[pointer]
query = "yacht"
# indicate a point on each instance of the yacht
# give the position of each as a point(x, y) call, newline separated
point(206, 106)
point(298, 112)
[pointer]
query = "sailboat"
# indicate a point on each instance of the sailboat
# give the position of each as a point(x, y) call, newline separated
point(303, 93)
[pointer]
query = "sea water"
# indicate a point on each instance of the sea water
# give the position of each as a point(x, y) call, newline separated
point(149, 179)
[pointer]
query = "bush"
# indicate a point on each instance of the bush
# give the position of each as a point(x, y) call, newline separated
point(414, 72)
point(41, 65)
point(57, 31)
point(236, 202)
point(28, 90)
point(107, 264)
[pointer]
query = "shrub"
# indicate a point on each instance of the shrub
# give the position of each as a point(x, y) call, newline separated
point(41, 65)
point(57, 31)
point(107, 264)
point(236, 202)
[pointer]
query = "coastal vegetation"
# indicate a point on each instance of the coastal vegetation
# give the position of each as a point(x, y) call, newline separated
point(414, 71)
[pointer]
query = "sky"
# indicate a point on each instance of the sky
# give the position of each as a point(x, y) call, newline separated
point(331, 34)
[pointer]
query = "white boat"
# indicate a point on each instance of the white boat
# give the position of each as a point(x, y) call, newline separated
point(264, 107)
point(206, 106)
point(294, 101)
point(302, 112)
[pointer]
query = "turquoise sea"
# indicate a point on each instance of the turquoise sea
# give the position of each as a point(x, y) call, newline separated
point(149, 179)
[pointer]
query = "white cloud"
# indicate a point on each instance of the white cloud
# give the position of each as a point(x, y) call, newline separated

════════

> **GIVEN EXERCISE**:
Arrange the lines from the start of the material through the line containing "point(331, 34)", inclusive, as a JSON list of strings, one string per line, omitting any blank lines.

> **PROBLEM SOLUTION**:
[
  "[pointer]",
  "query = \"yacht\"",
  "# indicate a point on each instance of the yacht",
  "# give the position of each as a point(x, y) call, newline separated",
  "point(206, 106)",
  "point(298, 112)",
  "[pointer]",
  "query = \"sailboat\"",
  "# indicate a point on each instance of the sailboat",
  "# give the position of each as a point(x, y) call, newline separated",
  "point(303, 93)",
  "[pointer]",
  "query = \"sea water\"",
  "# indicate a point on each instance of the sea water",
  "# give the position of each as a point(x, y) call, newline separated",
  "point(149, 179)",
  "[pointer]",
  "query = \"bush\"",
  "# indicate a point on each instance of the bush",
  "# give the position of each as a point(x, y) call, newline separated",
  "point(414, 72)",
  "point(41, 65)",
  "point(57, 31)",
  "point(236, 202)",
  "point(28, 90)",
  "point(107, 264)",
  "[pointer]",
  "query = \"shrub\"",
  "# indicate a point on each instance of the shrub",
  "# give the position of each as a point(x, y) call, newline separated",
  "point(41, 65)",
  "point(57, 31)",
  "point(107, 264)",
  "point(236, 202)",
  "[pointer]",
  "query = \"coastal vegetation\"",
  "# indicate a point on each instance of the coastal vegetation",
  "# give the position of each as a point(x, y) call, newline separated",
  "point(414, 71)",
  "[pointer]",
  "query = \"sky\"",
  "# indicate a point on each instance of the sky",
  "# give the position of each as a point(x, y) call, newline separated",
  "point(331, 34)"
]